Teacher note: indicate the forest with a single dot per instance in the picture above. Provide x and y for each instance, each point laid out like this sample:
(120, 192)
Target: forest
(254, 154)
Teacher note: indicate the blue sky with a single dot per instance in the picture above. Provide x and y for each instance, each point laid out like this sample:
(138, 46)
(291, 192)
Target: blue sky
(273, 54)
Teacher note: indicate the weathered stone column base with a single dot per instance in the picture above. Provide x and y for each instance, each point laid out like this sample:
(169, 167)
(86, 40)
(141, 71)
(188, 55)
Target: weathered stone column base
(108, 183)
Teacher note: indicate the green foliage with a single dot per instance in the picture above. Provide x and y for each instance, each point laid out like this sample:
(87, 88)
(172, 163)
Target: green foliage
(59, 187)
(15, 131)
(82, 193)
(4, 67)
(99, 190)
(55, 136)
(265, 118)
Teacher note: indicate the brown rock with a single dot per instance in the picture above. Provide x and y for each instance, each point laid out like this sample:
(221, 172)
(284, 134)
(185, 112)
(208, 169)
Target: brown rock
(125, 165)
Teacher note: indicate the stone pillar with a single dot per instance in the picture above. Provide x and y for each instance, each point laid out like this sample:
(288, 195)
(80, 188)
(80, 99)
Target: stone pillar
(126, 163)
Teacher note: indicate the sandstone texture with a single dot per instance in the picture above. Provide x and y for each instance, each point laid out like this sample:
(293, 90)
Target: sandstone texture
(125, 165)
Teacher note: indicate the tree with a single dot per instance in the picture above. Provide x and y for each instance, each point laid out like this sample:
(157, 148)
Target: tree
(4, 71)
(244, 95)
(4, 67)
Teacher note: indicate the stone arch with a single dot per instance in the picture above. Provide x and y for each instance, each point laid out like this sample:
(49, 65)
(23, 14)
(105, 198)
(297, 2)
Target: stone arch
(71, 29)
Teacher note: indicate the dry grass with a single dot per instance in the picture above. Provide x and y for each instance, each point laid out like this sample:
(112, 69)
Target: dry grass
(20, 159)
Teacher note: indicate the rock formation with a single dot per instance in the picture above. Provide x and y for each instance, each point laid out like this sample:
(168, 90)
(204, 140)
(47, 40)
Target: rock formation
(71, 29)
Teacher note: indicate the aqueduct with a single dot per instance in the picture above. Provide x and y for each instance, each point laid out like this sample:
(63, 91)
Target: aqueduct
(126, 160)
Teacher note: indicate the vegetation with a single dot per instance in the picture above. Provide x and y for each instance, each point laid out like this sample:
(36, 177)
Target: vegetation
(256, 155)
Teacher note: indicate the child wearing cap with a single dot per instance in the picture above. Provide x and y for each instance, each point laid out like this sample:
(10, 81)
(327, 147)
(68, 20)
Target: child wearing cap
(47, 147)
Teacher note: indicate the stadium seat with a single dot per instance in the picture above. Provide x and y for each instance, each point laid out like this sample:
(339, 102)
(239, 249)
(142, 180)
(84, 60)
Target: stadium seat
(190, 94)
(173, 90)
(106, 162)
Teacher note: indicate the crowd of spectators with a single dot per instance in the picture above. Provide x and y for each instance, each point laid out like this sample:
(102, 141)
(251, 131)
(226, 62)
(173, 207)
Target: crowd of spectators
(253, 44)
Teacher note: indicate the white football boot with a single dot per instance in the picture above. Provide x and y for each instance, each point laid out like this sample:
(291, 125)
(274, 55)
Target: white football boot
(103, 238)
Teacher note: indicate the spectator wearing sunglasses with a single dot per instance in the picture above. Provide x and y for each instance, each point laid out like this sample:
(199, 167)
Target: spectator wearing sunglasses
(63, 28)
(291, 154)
--
• TASK INSTRUCTIONS: Transcribe the listing in full, line by line.

• EXERCISE ANSWER:
Teacher note: indicate the forest with a single dot per instance in the picture above. Provide x and y for each instance, each point laid out like this sample:
(120, 192)
Target: forest
(254, 154)
Teacher note: indicate the blue sky with a single dot per instance in the picture above. Provide x and y for each instance, each point laid out like this sample:
(138, 46)
(291, 192)
Target: blue sky
(273, 54)
Teacher note: indicate the weathered stone column base with a single dot per instance in the picture above. Provide x and y for each instance, each point laid out like this sample:
(169, 167)
(86, 40)
(141, 71)
(188, 55)
Target: weathered stone column base
(108, 183)
Teacher note: indicate the green foliage with a single dot per instance in the picture above. Provide x and y for each instance, each point laid out like this sample:
(87, 88)
(172, 163)
Target: green foliage
(59, 187)
(15, 131)
(82, 193)
(4, 67)
(99, 190)
(55, 136)
(265, 118)
Teacher note: indicate the brown rock with a single dot per instance in the picture above. Provide x and y for each instance, each point laid out like this sample:
(221, 172)
(284, 134)
(185, 112)
(208, 169)
Target: brown rock
(125, 165)
Teacher note: indicate the stone pillar with a single dot per instance in the picture above. Provide x and y for each instance, each point laid out like this sample:
(288, 195)
(80, 188)
(80, 99)
Target: stone pillar
(126, 163)
Teacher note: indicate the sandstone texture with a single dot per instance in the picture above. Provide x and y for each instance, each point laid out like this sample:
(293, 90)
Target: sandstone texture
(125, 165)
Teacher note: indicate the tree with a single dot per instance in the picture above. Provide x and y for each instance, each point laid out like this sample:
(157, 148)
Target: tree
(4, 71)
(244, 95)
(4, 67)
Teacher note: indicate the stone arch with a single dot per instance in the picture above. Provide x and y for each instance, each point laid out like this sample:
(49, 65)
(23, 14)
(105, 198)
(297, 2)
Target: stone arch
(71, 29)
Teacher note: indicate the dry grass with a single dot per instance in the picture above. Provide x and y for each instance, each point laid out like this sample:
(112, 69)
Target: dry grass
(20, 159)
Teacher note: indicate the rock formation with a single dot per instance in the picture above. Provide x and y for each instance, each point laid out like this sample:
(168, 90)
(204, 140)
(47, 40)
Target: rock formation
(71, 29)
Teacher note: indicate the aqueduct with a single dot per instance in the picture above. Provide x and y for each instance, each point laid out like this sample:
(63, 91)
Target: aqueduct
(126, 160)
Teacher note: indicate the vegetation with a single dot per instance in the picture above. Provide x and y for each instance, each point laid out like this sample:
(36, 177)
Target: vegetation
(256, 155)
Teacher note: indicate the child wearing cap with a single dot per instance in the picture above. Provide x and y for each instance, each point laid out like this sample:
(10, 81)
(327, 147)
(68, 20)
Target: child wearing cap
(47, 147)
Teacher note: indicate the stadium seat with a single dot per instance in the picture above. Provide x and y for each instance, each point laid out like this sample:
(339, 102)
(239, 249)
(142, 180)
(84, 60)
Target: stadium seat
(190, 94)
(173, 90)
(106, 162)
Teacher note: indicate the crowd of spectators with a single dot per instance in the picture above. Provide x and y for each instance, each point laid out like this sample:
(102, 141)
(251, 131)
(226, 62)
(173, 207)
Target: crowd of spectators
(253, 44)
Teacher note: indicate the white football boot with a single dot per instance in the picture above. Provide x and y for each instance, each point laid out like this sample:
(291, 125)
(274, 55)
Target: white football boot
(103, 238)
Teacher note: indicate the spectator wearing sunglasses with a single dot per instance in the picture above. Provide x and y for each instance, each point laid out like this sample:
(199, 167)
Target: spectator wearing sunglasses
(63, 28)
(291, 154)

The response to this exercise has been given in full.